━━━ Extracted entries ━━━

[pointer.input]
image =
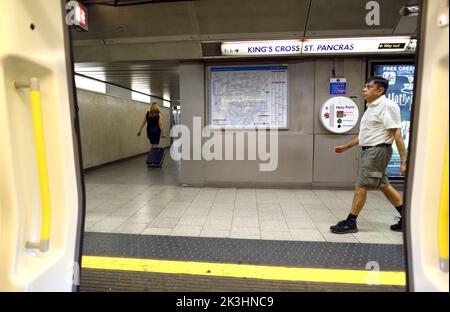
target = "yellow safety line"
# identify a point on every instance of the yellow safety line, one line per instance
(42, 163)
(246, 271)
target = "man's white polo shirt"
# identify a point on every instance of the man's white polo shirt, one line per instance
(380, 116)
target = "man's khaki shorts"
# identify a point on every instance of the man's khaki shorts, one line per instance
(372, 171)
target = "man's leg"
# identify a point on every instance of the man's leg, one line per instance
(349, 225)
(392, 195)
(396, 199)
(359, 199)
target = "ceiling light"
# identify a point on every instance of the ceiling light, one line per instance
(409, 10)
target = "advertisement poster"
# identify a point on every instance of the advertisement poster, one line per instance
(400, 90)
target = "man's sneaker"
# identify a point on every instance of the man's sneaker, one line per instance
(398, 227)
(344, 227)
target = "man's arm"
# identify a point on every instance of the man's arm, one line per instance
(400, 147)
(343, 148)
(142, 125)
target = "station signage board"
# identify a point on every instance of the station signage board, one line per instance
(339, 114)
(342, 46)
(358, 45)
(260, 48)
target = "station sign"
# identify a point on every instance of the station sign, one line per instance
(359, 45)
(342, 46)
(339, 114)
(338, 85)
(260, 48)
(77, 15)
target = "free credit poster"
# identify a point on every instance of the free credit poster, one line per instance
(401, 91)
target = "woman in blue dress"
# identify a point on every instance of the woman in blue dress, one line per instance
(155, 129)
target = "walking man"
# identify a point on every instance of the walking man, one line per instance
(380, 126)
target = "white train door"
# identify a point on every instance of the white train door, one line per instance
(41, 202)
(427, 185)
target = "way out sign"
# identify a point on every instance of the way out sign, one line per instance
(338, 85)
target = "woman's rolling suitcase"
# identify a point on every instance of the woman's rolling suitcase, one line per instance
(155, 157)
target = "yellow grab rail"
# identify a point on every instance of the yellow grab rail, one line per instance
(443, 216)
(35, 95)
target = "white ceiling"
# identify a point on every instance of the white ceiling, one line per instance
(140, 46)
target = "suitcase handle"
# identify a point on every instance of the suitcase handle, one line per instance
(35, 96)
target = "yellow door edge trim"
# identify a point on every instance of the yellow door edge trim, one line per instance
(317, 275)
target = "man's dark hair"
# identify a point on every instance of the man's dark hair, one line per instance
(380, 82)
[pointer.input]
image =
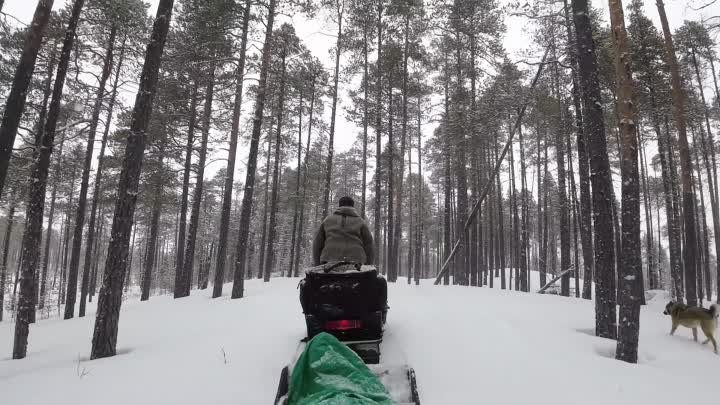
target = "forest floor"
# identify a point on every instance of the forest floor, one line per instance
(468, 346)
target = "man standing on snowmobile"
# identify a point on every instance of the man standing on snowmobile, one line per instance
(343, 237)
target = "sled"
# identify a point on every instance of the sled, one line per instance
(349, 302)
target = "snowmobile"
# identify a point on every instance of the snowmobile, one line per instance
(349, 302)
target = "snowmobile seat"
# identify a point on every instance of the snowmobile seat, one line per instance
(345, 300)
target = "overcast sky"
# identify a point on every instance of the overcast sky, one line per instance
(318, 37)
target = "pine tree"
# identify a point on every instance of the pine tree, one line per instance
(15, 102)
(594, 127)
(239, 278)
(37, 184)
(630, 273)
(104, 341)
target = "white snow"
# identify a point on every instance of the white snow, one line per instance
(468, 346)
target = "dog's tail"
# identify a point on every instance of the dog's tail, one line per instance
(715, 310)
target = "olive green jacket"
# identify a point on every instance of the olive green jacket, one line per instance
(343, 236)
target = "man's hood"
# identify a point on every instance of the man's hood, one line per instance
(347, 211)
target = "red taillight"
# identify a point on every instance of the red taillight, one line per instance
(343, 325)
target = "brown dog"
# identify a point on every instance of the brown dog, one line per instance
(694, 317)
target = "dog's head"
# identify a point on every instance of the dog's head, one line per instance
(669, 307)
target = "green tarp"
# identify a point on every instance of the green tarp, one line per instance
(330, 373)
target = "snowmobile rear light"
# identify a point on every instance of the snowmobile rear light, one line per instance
(343, 324)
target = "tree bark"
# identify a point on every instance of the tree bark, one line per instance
(189, 261)
(397, 233)
(630, 274)
(712, 176)
(301, 225)
(524, 236)
(673, 228)
(276, 174)
(583, 165)
(180, 250)
(154, 227)
(84, 183)
(48, 237)
(294, 236)
(90, 242)
(594, 127)
(392, 259)
(263, 239)
(15, 102)
(378, 140)
(420, 199)
(244, 229)
(366, 86)
(6, 251)
(563, 206)
(689, 251)
(110, 299)
(37, 185)
(336, 80)
(232, 156)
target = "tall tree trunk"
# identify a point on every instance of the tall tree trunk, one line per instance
(263, 239)
(563, 206)
(366, 86)
(546, 217)
(276, 175)
(583, 165)
(392, 260)
(447, 246)
(524, 235)
(10, 218)
(154, 226)
(712, 176)
(66, 238)
(180, 250)
(703, 243)
(397, 232)
(631, 263)
(84, 183)
(244, 228)
(15, 102)
(594, 127)
(294, 236)
(673, 228)
(689, 252)
(108, 310)
(48, 237)
(648, 212)
(301, 237)
(340, 4)
(232, 156)
(189, 261)
(90, 242)
(37, 185)
(515, 235)
(378, 139)
(420, 200)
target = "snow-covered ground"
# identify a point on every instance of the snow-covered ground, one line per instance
(467, 345)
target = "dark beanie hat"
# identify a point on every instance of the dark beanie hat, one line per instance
(347, 202)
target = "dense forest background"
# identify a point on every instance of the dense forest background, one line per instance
(155, 150)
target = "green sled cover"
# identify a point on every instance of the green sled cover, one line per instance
(330, 373)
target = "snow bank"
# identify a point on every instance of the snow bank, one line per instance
(467, 345)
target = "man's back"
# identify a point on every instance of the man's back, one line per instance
(343, 236)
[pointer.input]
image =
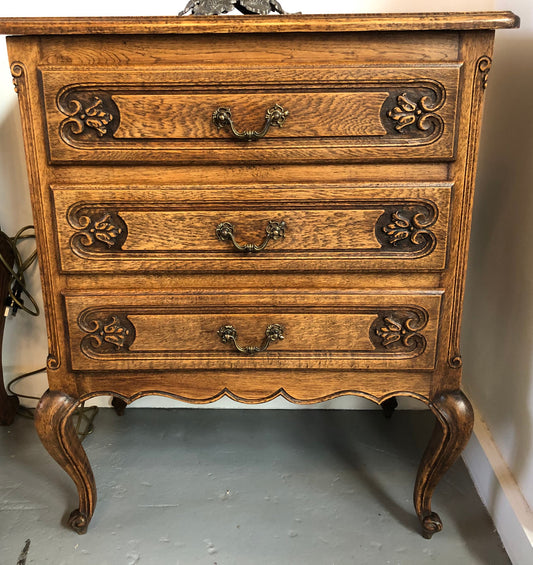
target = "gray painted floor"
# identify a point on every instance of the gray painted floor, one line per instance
(241, 487)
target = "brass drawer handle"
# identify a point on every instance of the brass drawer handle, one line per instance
(274, 230)
(274, 332)
(274, 116)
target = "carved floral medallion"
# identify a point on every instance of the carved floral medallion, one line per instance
(415, 111)
(399, 330)
(106, 332)
(89, 114)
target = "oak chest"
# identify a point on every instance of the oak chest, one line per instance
(253, 207)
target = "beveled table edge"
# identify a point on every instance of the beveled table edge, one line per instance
(256, 24)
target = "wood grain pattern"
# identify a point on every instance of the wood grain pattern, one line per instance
(351, 111)
(372, 173)
(173, 229)
(257, 24)
(352, 331)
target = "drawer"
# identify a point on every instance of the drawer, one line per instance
(291, 227)
(325, 113)
(310, 330)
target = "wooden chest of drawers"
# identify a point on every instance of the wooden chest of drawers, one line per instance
(253, 207)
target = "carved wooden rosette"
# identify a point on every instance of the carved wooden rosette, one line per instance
(98, 230)
(398, 330)
(405, 228)
(107, 332)
(91, 114)
(413, 112)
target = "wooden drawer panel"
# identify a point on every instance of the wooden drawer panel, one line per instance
(113, 229)
(321, 330)
(165, 113)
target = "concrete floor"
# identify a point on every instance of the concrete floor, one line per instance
(241, 487)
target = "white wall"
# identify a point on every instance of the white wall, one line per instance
(497, 335)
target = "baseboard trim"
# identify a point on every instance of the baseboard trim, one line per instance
(500, 493)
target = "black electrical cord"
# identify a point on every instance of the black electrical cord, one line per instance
(84, 414)
(14, 300)
(17, 284)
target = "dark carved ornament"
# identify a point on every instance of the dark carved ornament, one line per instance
(89, 114)
(17, 72)
(107, 333)
(98, 229)
(415, 111)
(400, 330)
(216, 7)
(406, 228)
(483, 66)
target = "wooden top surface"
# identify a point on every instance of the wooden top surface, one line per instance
(256, 24)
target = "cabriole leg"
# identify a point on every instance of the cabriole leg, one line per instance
(389, 406)
(455, 419)
(56, 430)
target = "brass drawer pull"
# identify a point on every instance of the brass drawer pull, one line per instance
(274, 230)
(274, 332)
(274, 116)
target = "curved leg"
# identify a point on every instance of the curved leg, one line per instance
(55, 428)
(389, 406)
(455, 419)
(119, 405)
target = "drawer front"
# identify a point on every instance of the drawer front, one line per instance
(364, 112)
(291, 329)
(265, 227)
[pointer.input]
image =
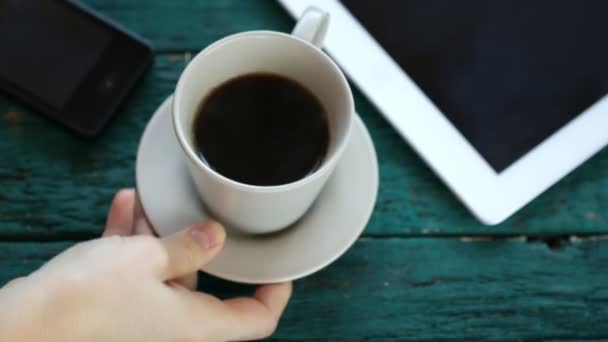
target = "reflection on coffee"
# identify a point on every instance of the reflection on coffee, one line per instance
(261, 129)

━━━

▶ [Task details]
Pull out each line of the data above that contains the string "white", copying each one in full.

▶ [Answer to this task]
target = "man's white polo shirt"
# identify a point on every instance of the man's white polo shirt, one line per instance
target = "white train door"
# identify a point on every instance of the white train door, one line per instance
target = "white ceiling"
# identify a point on every instance of the white ceiling, one line per instance
target = "white snow"
# identify a point on every instance of the white snow, one line per instance
target = "white wall"
# identify a point on every instance of the white wall, one line per instance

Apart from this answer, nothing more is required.